TEXT FOR ANALYSIS section start
Embryonic Radial Glia

The radial glia was first revealed by the Golgi silver impregnation at the turn of the twentieth century and later described by Rakic in the early 1970s. They have a highly organized palisading cytoarchitecture, in relation to their role in neuronal migration from the ventricular zone to the cortical layers. In the developing CNS, cell bodies of the radial glia lose their ventricular insertion and migrate toward the brain surface. In the monkey, these glial cells appear during the first third of gestation, first in the spinal cord and then in the diencephalon, the telencephalon, and the cerebellum. During the peak of neurogenesis, there are two distinct classes of proliferative cells: those expressing GFAP that will give rise to radial glia and those not expressing this marker (i.e., neuroblasts). These GFAP+ and GFAP- cells are intermixed in the ventricular and subventricular zones, which illustrates that glial and neuronal cell lines coexist within the early fetal proliferative zones and that the onset of glial phenotypic expression occurs prior to the last division of neuroblasts. Expression of embryonic radial glial identity requires the presence of extrinsic soluble signals is in embryonic forebrain, including neuronal factors.

By using a Golgi technique, Schmechel and Rakic showed in the monkey brain that radial glia transforms into astrocytes. Radial glial cells assume a variety of transitional forms during the process of this transformation into mature astrocytes. This transformation occurs in different areas of the CNS at a specific embryonic age and is initiated after neuronal migration has begun to subside. The bipolar radial cell becomes transformed into the astrocytic multipolar form; this may occur directly or with a monopolar radial form as an intermediate state of transformation (Fig. 2). The number of astroglial cells increases at an accelerated pace after neurogenesis is complete.

A recent discovery suggests that in the developing CNS, radial glial cells may have the potential to self-renew and to generate both neurons and astrocytes; these data led to the concept that a lineage relationship between these two cell types underlies the radial organization of the neocortex.
TEXT FOR ANALYSIS section end
### SET OF TASKS
a: Copy the passage on embryonic radial glia, starting with "A recent discovery" and going on through "of the neocortex.", and swap "neocortex" for "cerebral cortex".
b: Rewrite the paragraph of the passage on embryonic radial glia that begins "By using a Golgi technique" in fewer words, keeping its main facts.
The listing comes from a separate source.
ENTRIES SUPPLIED section start
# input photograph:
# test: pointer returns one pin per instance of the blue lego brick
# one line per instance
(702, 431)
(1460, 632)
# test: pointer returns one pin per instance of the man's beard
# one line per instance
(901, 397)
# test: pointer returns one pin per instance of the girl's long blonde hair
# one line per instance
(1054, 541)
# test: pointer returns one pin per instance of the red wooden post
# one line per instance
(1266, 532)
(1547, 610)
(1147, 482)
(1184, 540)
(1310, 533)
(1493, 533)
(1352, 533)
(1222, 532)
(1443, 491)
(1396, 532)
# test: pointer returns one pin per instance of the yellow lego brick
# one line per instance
ENTRIES SUPPLIED section end
### EXERCISE ANSWERS
a:
A recent discovery suggests that in the developing CNS, radial glial cells may have the potential to self-renew and to generate both neurons and astrocytes; these data led to the concept that a lineage relationship between these two cell types underlies the radial organization of the cerebral cortex.

b: Using a Golgi technique in the monkey brain, Schmechel and Rakic showed that radial glia transform into astrocytes through various transitional forms. The transformation happens at a specific embryonic age in each area of the CNS and begins after neuronal migration starts to subside. The bipolar radial cell becomes a multipolar astrocyte, either directly or through a monopolar radial intermediate. Once neurogenesis is complete, astroglial numbers rise at an accelerated pace.